— START —

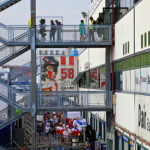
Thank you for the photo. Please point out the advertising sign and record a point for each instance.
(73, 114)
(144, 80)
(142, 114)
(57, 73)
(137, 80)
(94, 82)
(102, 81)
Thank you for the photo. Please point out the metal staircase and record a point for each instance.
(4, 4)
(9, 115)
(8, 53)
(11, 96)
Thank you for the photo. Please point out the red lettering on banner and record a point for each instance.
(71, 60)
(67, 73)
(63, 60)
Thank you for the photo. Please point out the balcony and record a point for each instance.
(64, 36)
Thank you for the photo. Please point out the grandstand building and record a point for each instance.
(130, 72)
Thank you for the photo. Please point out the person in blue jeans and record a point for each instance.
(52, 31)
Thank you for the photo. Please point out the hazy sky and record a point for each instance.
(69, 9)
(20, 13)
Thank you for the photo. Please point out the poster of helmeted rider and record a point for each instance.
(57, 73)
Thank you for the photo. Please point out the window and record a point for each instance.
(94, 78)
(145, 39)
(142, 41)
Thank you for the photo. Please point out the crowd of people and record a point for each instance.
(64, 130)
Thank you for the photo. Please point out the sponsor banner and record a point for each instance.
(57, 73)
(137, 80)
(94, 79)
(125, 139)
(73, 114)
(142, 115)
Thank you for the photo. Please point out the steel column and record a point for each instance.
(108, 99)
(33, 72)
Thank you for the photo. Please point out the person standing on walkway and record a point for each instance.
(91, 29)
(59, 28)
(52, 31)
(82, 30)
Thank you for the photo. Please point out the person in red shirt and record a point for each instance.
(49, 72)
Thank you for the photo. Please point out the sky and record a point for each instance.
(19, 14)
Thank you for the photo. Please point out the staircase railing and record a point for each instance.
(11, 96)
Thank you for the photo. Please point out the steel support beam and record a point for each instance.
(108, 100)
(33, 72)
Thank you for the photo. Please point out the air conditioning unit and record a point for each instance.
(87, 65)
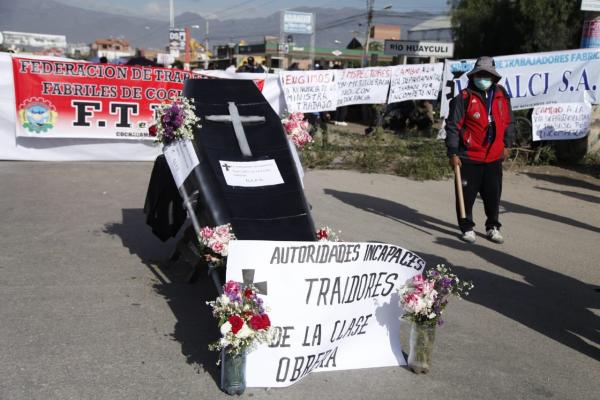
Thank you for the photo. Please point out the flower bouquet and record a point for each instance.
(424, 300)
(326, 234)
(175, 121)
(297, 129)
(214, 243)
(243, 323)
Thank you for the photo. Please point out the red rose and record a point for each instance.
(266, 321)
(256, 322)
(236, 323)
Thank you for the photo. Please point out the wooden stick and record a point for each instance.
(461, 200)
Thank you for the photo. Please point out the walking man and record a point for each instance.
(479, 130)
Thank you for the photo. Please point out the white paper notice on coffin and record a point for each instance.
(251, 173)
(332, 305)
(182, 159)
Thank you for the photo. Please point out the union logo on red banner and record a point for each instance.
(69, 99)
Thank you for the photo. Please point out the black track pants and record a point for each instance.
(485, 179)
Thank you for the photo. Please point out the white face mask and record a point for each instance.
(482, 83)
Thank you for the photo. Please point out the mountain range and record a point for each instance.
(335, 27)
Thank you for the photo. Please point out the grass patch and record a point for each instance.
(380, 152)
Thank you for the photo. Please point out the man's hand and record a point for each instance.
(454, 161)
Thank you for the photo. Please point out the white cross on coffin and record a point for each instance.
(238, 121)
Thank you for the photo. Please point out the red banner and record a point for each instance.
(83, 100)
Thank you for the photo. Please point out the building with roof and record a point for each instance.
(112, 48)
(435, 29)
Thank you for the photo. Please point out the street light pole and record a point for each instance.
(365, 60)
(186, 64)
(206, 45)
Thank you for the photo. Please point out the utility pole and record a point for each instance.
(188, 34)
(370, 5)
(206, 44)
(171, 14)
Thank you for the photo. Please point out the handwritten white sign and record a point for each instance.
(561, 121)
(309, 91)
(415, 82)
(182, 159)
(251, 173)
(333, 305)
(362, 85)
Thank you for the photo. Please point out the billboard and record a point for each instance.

— END —

> [Set problem]
Rewrite all of the data above as a Markdown table with the columns "Row" and "Data line," giving each line its own numbered row and skipping blank lines. Leave the pictures out of the answer.

> [The solution]
| Row | Data line |
|---|---|
| 1 | Thank you for the photo. Please point out the advertising sign and record a point for each instance. |
| 2 | (73, 114) |
| 3 | (144, 80) |
| 4 | (142, 114) |
| 5 | (57, 73) |
| 6 | (137, 80) |
| 7 | (94, 82) |
| 8 | (102, 81) |
| 9 | Thank you for the photo. Please point out the metal staircase and record a point for each instance. |
| 10 | (4, 4) |
| 11 | (9, 115) |
| 12 | (8, 53) |
| 13 | (11, 96) |
| 14 | Thank you for the photo. Please point out the red lettering on banner and record a point for each instance. |
| 15 | (71, 60) |
| 16 | (67, 73) |
| 17 | (63, 60) |
| 18 | Thank you for the photo. Please point out the balcony and record a point for each instance. |
| 19 | (64, 36) |
| 20 | Thank you for the photo. Please point out the grandstand building and record a point for each instance. |
| 21 | (130, 72) |
| 22 | Thank you for the photo. Please point out the person in blue jeans and record a point for each instance. |
| 23 | (52, 31) |
| 24 | Thank you for the photo. Please point out the hazy sky and record a point for each instance. |
| 25 | (69, 9) |
| 26 | (20, 13) |
| 27 | Thank you for the photo. Please point out the poster of helmeted rider and record a point for each instance. |
| 28 | (57, 73) |
| 29 | Thank you for the photo. Please point out the window and record a point for each instance. |
| 30 | (94, 78) |
| 31 | (145, 39) |
| 32 | (142, 41) |
| 33 | Thank you for the photo. Please point out the crowd of people and record a point for each instance. |
| 34 | (64, 130) |
| 35 | Thank you for the photo. Please point out the sponsor banner and record a point for each instance. |
| 36 | (57, 73) |
| 37 | (137, 80) |
| 38 | (94, 79) |
| 39 | (125, 139) |
| 40 | (73, 114) |
| 41 | (142, 115) |
| 42 | Thank you for the photo. Please point out the steel column and record a point for each instance. |
| 43 | (108, 99) |
| 44 | (33, 72) |
| 45 | Thank you for the photo. Please point out the person standing on walkway and record a point for each instance. |
| 46 | (91, 29) |
| 47 | (59, 28) |
| 48 | (52, 31) |
| 49 | (82, 30) |
| 50 | Thank you for the photo. Please point out the person in red shirt and record a point for each instance. |
| 51 | (49, 72) |
| 52 | Thank you for the photo. Please point out the sky and record a point for each instance. |
| 53 | (19, 14) |
| 54 | Thank you for the photo. Please point out the staircase railing and record a point for each instance. |
| 55 | (11, 96) |
| 56 | Thank you for the photo. Please point out the steel support beam and record a point for each instance. |
| 57 | (108, 100) |
| 58 | (33, 72) |
| 59 | Thank you for the photo. Please point out the air conditioning unit and record a point for each instance. |
| 60 | (87, 65) |
| 61 | Thank you for the photo. Please point out the flower bouquet and record a point for each instance. |
| 62 | (424, 300) |
| 63 | (326, 234) |
| 64 | (175, 121) |
| 65 | (297, 129) |
| 66 | (214, 243) |
| 67 | (243, 323) |
| 68 | Thank you for the photo. Please point out the red rose and record a point for each instance. |
| 69 | (266, 321) |
| 70 | (256, 322) |
| 71 | (236, 323) |
| 72 | Thank you for the photo. Please point out the wooden stick and record a point for each instance. |
| 73 | (461, 200) |
| 74 | Thank you for the photo. Please point out the walking man and record a point for each instance. |
| 75 | (479, 130) |
| 76 | Thank you for the photo. Please point out the white paper notice on coffin and record a point for each instance. |
| 77 | (251, 173) |
| 78 | (332, 305) |
| 79 | (182, 159) |
| 80 | Thank you for the photo. Please point out the union logo on red banner and record a point for each instance. |
| 81 | (69, 99) |
| 82 | Thank you for the photo. Please point out the black track pants and record a point for each instance. |
| 83 | (485, 179) |
| 84 | Thank you for the photo. Please point out the white face mask and record a point for each instance. |
| 85 | (482, 83) |
| 86 | Thank you for the photo. Please point out the mountain range and record a point for each instance. |
| 87 | (335, 27) |
| 88 | Thank you for the photo. Please point out the grass patch and record a point for each instance. |
| 89 | (380, 152) |
| 90 | Thank you for the photo. Please point out the man's hand and record a point for each instance. |
| 91 | (454, 161) |
| 92 | Thank you for the photo. Please point out the white cross on coffin and record a point for each instance. |
| 93 | (238, 121) |
| 94 | Thank you for the photo. Please point out the red banner and record a point for each instance. |
| 95 | (83, 100) |
| 96 | Thank you for the photo. Please point out the building with roof and record a point for each instance. |
| 97 | (112, 48) |
| 98 | (435, 29) |
| 99 | Thank you for the photo. Please point out the street light pole and record a point for each instance. |
| 100 | (365, 60) |
| 101 | (186, 64) |
| 102 | (206, 45) |
| 103 | Thank you for the photo. Please point out the utility pole and record a point for each instance. |
| 104 | (188, 34) |
| 105 | (370, 5) |
| 106 | (206, 44) |
| 107 | (171, 14) |
| 108 | Thank you for the photo. Please point out the handwritten white sign and record a point for each instance. |
| 109 | (561, 121) |
| 110 | (309, 91) |
| 111 | (415, 82) |
| 112 | (182, 159) |
| 113 | (251, 173) |
| 114 | (333, 305) |
| 115 | (362, 85) |
| 116 | Thank you for the photo. Please point out the billboard and record a point for each instance. |